» INSTRUCTIONS FOR THE TASK: Locate the line that contains "Track-and-sign request: indicate each instance of the metal grid" in the entries below. Retype it and all following lines through the final one, character for character.

» SUPPLIED INFORMATION:

──────────────────────────────

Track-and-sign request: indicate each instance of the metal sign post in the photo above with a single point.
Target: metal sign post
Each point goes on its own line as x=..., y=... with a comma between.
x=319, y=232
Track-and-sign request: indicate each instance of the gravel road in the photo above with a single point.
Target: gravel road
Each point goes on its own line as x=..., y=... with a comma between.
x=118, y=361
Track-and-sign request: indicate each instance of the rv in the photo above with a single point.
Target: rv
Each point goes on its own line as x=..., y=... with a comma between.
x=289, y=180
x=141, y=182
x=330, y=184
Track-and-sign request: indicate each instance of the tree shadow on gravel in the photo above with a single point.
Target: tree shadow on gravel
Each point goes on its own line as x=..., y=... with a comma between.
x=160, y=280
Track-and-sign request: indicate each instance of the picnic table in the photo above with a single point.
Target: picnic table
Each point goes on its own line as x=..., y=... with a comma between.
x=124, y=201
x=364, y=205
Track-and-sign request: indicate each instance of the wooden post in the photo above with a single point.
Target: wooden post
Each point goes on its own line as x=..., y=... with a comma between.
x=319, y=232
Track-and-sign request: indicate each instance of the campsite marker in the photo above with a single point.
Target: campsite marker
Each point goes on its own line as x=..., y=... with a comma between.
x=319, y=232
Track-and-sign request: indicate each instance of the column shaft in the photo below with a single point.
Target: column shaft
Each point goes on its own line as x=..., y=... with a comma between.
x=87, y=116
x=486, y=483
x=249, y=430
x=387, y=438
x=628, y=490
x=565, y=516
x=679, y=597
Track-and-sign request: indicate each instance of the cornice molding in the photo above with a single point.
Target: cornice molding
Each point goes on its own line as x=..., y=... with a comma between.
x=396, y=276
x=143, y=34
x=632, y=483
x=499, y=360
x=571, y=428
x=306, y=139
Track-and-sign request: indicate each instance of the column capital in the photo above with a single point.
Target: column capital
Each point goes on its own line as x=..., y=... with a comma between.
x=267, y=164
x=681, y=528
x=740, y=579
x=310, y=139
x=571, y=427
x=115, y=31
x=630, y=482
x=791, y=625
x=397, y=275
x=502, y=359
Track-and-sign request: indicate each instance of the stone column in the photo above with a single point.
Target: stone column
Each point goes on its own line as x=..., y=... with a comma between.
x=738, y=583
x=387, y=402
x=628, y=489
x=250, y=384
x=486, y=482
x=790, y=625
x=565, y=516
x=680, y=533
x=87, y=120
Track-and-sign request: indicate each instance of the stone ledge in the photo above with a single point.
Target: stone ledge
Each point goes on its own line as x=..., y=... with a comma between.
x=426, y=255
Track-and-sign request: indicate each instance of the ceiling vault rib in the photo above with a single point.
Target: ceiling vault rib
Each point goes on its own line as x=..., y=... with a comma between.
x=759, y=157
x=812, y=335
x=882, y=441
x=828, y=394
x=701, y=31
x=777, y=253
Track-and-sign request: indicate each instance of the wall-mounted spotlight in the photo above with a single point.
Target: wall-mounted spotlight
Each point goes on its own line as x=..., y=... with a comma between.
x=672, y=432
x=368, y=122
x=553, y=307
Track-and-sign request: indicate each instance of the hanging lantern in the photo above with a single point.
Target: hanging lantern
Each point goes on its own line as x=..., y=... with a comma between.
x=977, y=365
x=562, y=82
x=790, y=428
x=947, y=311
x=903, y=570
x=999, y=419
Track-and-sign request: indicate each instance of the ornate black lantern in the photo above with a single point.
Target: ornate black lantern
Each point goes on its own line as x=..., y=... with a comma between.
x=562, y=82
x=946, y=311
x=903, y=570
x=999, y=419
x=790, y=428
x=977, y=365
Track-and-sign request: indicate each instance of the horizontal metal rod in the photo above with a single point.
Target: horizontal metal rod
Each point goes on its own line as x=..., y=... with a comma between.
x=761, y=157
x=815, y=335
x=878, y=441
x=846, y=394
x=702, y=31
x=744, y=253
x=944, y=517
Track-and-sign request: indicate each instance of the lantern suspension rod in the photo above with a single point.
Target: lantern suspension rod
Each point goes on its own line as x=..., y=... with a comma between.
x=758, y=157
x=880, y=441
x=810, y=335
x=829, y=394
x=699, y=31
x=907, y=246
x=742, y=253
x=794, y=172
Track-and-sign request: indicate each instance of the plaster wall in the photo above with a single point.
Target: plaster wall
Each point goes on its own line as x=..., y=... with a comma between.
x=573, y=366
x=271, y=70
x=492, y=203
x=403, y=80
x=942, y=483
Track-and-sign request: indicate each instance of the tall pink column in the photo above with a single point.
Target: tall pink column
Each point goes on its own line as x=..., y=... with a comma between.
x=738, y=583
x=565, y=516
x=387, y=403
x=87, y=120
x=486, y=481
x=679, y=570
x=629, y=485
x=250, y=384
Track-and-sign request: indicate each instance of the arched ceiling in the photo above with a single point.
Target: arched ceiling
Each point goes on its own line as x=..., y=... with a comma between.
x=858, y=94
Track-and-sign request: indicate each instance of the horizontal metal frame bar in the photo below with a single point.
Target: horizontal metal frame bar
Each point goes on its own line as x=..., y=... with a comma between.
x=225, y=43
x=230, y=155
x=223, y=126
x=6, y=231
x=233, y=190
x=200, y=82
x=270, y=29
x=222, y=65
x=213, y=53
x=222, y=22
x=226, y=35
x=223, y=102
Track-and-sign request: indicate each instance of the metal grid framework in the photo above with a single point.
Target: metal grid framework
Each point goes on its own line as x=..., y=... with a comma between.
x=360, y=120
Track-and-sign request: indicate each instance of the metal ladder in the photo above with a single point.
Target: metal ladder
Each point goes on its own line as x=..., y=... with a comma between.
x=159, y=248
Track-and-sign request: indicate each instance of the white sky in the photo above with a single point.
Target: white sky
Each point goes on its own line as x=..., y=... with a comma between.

──────────────────────────────

» WRITTEN ANSWER:
Track-and-sign request: indicate each instance of the metal grid framework in the photo above with a single point.
Target: metal grid framework
Each point goes on its own line as x=..., y=... with a comma between.
x=360, y=120
Track-and-sign request: indicate each instance of the metal ladder in the photo above with a single point.
Target: metal ladder
Each point goes on its own line as x=..., y=... with a comma between.
x=159, y=248
Track-and-sign request: indicate each instance of the white sky in the photo above with a single point.
Target: white sky
Each point goes on its own line as x=..., y=... with a comma between.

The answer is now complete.